Print the part of the WIC passage that begins at the words "Yet truth be" and stops after the words "beyond the pandemic.", copying it word for word.

> EXERCISE PASSAGE
---

As Congress considers additional legislation to provide relief during COVID-19, President Biden and Vice President Harris have proposed $3 billion in multi-year investments to strengthen the Special Supplemental Nutrition Program for Women, Infants, and Children (WIC). This is a strong commitment to reinvest in WIC’s quality nutrition services to improve health outcomes for pregnant and postpartum women, infants, and children under age five.
WIC’s demonstrated public health success reduces infant death, improves pregnancy and birth outcomes, reduces the risk of preterm birth and low birth weight, improves breastfeeding rates, enhances children’s diet quality, and lowers the prevalence of childhood obesity among young children. WIC support is critical to reducing racial disparities related to healthy food access, diet quality, breastfeeding, and maternal and infant health.
Yet truth be told, despite its successes, WIC is a 20th-century program operating in a 21st-century world. For WIC to have a larger health impact, it must reach the 49 percent of eligible individuals not connected with services. The pandemic required providers to swiftly adapt and reformat a traditionally in-person, clinic-based service to remote or modified operations. Not surprisingly, WIC agencies are reporting increases in participation since the beginning of the pandemic. As WIC providers learn key lessons from this experience, thoughtful investments could make a significant difference in the reach of WIC services during and beyond the pandemic.

---

> RECORD SET
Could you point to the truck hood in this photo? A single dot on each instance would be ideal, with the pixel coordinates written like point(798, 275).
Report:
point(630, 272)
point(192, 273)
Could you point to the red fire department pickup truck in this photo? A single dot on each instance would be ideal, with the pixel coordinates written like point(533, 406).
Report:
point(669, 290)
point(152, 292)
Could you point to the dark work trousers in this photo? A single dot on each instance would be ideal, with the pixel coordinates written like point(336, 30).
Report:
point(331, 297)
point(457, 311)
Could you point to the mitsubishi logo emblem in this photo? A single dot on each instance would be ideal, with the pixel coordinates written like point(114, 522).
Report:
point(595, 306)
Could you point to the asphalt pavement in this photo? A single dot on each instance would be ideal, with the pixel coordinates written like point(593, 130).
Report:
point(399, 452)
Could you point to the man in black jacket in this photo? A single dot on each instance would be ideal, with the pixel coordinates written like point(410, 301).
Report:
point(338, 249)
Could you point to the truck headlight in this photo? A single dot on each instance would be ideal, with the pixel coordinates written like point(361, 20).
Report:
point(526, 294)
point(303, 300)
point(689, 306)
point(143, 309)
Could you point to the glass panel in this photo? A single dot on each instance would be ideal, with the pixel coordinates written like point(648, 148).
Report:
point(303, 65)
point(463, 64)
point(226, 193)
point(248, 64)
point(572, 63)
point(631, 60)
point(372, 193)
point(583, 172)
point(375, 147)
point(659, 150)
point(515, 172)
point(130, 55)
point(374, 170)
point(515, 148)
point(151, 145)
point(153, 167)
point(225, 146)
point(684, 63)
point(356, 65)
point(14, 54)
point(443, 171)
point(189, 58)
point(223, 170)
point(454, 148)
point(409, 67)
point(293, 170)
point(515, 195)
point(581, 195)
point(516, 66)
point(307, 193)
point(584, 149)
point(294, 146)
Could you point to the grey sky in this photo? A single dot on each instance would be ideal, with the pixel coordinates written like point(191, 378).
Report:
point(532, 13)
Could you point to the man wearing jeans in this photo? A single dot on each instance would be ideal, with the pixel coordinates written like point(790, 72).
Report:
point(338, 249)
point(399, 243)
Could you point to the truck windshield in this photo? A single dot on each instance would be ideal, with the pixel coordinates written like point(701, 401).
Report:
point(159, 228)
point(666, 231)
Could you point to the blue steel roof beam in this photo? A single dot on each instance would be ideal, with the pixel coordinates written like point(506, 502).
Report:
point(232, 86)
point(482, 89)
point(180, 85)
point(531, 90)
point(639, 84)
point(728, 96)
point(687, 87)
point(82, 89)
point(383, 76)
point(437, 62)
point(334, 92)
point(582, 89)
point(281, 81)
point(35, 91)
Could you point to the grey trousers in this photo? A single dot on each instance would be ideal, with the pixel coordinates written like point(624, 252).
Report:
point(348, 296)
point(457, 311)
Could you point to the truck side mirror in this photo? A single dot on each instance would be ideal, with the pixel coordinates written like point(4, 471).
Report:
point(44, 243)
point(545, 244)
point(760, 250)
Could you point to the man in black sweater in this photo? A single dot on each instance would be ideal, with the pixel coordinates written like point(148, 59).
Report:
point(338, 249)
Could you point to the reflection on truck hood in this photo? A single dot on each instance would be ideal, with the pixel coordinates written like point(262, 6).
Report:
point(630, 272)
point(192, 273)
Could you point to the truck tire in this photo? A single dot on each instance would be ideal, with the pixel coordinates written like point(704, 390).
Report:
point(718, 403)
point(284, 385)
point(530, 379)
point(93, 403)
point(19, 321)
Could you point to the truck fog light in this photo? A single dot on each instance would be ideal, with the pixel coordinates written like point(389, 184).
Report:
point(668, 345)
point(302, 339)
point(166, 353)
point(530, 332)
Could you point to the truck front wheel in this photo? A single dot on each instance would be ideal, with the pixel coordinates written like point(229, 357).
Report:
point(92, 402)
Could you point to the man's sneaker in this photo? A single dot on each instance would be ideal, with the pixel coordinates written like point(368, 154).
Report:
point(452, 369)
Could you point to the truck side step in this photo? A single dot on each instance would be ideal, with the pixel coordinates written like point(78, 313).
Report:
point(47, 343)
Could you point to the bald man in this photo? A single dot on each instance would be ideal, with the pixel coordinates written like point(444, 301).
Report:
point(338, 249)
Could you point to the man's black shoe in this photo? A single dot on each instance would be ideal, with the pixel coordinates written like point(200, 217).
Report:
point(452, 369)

---

> OUTPUT
Yet truth be told, despite its successes, WIC is a 20th-century program operating in a 21st-century world. For WIC to have a larger health impact, it must reach the 49 percent of eligible individuals not connected with services. The pandemic required providers to swiftly adapt and reformat a traditionally in-person, clinic-based service to remote or modified operations. Not surprisingly, WIC agencies are reporting increases in participation since the beginning of the pandemic. As WIC providers learn key lessons from this experience, thoughtful investments could make a significant difference in the reach of WIC services during and beyond the pandemic.